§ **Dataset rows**
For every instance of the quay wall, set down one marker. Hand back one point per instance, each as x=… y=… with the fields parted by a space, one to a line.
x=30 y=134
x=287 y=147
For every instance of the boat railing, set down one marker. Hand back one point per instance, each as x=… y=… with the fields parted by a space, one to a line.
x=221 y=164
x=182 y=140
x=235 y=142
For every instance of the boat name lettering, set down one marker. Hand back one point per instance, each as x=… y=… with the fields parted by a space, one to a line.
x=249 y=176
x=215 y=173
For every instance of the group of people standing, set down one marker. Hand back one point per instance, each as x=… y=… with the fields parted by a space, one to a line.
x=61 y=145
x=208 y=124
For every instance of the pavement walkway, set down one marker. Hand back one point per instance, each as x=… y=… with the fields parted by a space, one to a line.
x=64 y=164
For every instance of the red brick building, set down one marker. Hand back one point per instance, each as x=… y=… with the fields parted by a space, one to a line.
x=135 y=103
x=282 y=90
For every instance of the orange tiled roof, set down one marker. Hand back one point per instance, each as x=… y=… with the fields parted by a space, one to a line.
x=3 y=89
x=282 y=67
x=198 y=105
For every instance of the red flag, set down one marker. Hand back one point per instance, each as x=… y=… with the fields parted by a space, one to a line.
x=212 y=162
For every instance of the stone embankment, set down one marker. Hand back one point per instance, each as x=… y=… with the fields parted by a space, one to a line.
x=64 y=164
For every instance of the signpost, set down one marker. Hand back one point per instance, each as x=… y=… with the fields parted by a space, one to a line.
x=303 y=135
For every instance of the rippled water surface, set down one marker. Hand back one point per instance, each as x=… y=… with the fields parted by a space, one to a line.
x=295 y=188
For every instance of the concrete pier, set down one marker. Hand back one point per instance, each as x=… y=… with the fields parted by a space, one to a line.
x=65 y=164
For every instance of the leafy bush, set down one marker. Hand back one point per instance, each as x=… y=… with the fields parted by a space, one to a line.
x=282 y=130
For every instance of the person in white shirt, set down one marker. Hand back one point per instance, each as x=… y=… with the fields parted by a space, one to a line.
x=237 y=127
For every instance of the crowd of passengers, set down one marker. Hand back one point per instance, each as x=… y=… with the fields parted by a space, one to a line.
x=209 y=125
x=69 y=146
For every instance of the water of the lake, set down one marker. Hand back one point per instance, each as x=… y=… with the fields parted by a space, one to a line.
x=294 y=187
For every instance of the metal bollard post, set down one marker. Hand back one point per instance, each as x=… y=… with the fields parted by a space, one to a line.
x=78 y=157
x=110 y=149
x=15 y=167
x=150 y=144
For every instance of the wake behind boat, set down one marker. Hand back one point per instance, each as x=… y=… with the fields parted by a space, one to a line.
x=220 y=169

§ **Job**
Please set down the whole listing above without altering a single line.

§ **Solved exercise**
For every instance of the quay wall, set down one marker. Hand back one point per instance, each as x=… y=… with the fields parted by a space, one to a line.
x=30 y=134
x=287 y=147
For every instance of the boat railing, set down one marker. Hand back one point per instance, each as x=… y=… with the fields parted by a space, one to a line.
x=221 y=164
x=182 y=140
x=235 y=142
For every instance of the boat name lettering, set down one marker. Hand back one point per instance, each as x=… y=… with the fields parted by a space, one to a line.
x=249 y=176
x=215 y=173
For every instance of the group of people standing, set down one marker. Hand back one point per instance, each as x=… y=… with the fields parted by a space, one to a line.
x=61 y=145
x=208 y=124
For every instance of the pavement walkway, set down one marker. Hand back one point per instance, each as x=… y=… with the fields parted by a space, one to a line.
x=64 y=164
For every instance of the red brick building, set down one marker. Hand back one point per instance, each as x=… y=… with the fields parted by a space, one to a line.
x=135 y=103
x=282 y=90
For every instance of the orange tiled roof, set down one marker. Hand back one point per instance, each as x=… y=… with the fields parted by a space, one to a line.
x=3 y=89
x=282 y=67
x=198 y=105
For every instance of the red flag, set down one marker. Hand back one point per instance, each as x=… y=… with the fields parted by a space, one to a line.
x=212 y=162
For every instance of the stone embankment, set down one marker. Hand back one point per instance, each as x=… y=… with the fields parted by a space, one to a line.
x=64 y=164
For every instance of the signpost, set down one marker. Hand back one point per instance, each as x=… y=… with the fields parted by a space, one to a line.
x=303 y=135
For every instance of the rippled water surface, set down one marker. Hand back one point per instance, each as x=… y=… with the fields parted by a space, one to a line.
x=295 y=188
For every instance of the concrete pier, set down one marker. Hand back one point per instance, each as x=… y=… with the fields parted by a space, one to a line.
x=65 y=164
For every instance of the leafy bush, set down one marker. Hand back one point per instance, each as x=… y=… with the fields parted by a space, one to a line.
x=282 y=130
For every instance of the person in white shirt, set down one marker. Hand back one point per instance, each as x=… y=… with the fields parted by a space, one to a line.
x=237 y=127
For every instance of the crowd of passengers, set down one marker. Hand back one point per instance, each as x=… y=… with the fields parted by a space, one to a line.
x=209 y=125
x=69 y=146
For every instance of the water of the lake, set down one marker. Hand back one point per instance, each as x=… y=… with the fields parted by a space, one to a line.
x=294 y=187
For every instance of the metal bollard post, set down one marker. Hand back one point per instance, each as x=… y=… with the fields parted by a space, one to a line.
x=78 y=157
x=110 y=149
x=15 y=167
x=150 y=144
For every instance of the wake behind boat, set down one marker. Hand back one point per instance, each as x=… y=… with the fields parted by a space, one to a line.
x=220 y=169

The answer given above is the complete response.